Data taken from a collection:

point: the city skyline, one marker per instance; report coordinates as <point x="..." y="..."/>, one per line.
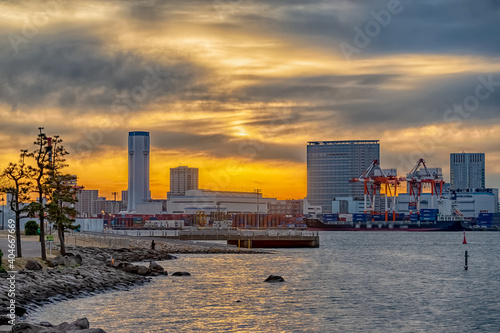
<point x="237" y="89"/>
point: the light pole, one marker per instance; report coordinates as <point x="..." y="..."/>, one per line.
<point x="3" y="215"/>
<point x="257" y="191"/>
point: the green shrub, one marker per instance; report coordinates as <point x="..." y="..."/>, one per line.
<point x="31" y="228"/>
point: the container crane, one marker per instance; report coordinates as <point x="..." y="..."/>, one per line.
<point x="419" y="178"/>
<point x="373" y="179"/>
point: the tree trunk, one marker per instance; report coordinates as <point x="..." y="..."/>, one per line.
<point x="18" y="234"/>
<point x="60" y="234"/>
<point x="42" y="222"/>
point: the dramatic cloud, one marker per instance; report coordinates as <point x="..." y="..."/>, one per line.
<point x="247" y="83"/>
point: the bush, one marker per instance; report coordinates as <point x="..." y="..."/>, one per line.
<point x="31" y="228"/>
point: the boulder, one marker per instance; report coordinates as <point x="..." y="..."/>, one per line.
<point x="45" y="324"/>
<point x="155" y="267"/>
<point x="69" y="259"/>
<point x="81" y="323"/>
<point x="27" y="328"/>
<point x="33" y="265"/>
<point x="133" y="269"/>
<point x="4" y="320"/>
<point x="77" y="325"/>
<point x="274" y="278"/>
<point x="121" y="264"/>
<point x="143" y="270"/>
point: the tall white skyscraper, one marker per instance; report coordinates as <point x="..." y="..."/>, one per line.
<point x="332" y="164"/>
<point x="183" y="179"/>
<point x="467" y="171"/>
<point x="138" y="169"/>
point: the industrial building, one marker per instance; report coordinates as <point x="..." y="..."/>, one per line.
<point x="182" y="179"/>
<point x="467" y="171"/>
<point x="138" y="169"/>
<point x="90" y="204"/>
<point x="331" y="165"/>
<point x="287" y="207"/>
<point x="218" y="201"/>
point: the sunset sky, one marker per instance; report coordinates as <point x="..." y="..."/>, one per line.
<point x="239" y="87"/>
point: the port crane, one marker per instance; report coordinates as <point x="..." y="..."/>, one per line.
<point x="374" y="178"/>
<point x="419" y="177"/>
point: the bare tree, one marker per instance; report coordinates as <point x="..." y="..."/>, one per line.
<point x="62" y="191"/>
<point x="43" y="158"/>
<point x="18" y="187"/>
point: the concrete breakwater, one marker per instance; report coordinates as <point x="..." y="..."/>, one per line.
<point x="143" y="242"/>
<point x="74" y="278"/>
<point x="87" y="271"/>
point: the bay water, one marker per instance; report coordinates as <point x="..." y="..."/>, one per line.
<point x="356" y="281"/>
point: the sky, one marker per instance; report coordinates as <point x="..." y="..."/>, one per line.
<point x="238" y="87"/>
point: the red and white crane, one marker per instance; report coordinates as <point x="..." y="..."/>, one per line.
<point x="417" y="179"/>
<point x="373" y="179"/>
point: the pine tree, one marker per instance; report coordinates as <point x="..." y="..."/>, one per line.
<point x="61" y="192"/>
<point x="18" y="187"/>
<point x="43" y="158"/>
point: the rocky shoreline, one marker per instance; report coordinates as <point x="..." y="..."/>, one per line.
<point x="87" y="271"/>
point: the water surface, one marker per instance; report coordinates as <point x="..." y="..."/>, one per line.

• EXERCISE DESCRIPTION
Can you repeat the data starting at the line containing "point: the concrete" and ending at the last line of the data, request lines included, with every x and y coordinate in the answers shifted up by 59?

• TASK RESULT
point: the concrete breakwater, one marker per instance; report coordinates as <point x="..." y="..."/>, one per line.
<point x="202" y="301"/>
<point x="133" y="337"/>
<point x="146" y="330"/>
point: the bay water, one marker per instance; report coordinates as <point x="..." y="..."/>, one per line.
<point x="415" y="340"/>
point: the sky, one marker per instance; report coordinates as <point x="..." y="..."/>, one per line.
<point x="297" y="146"/>
point: the red and white crane, one marker per instance; report coordinates as <point x="..." y="..."/>, one per line.
<point x="476" y="238"/>
<point x="432" y="238"/>
point: the pine tree, one marker per instance; report coordinates as <point x="..." y="..."/>, one per line.
<point x="120" y="251"/>
<point x="77" y="246"/>
<point x="102" y="217"/>
point: the rocky shoreline, one marker per instance; report coordinates as <point x="..." y="..."/>, one per line.
<point x="146" y="330"/>
point: the water surface, one marker per instance; report coordinates as <point x="..." y="..."/>, one per line.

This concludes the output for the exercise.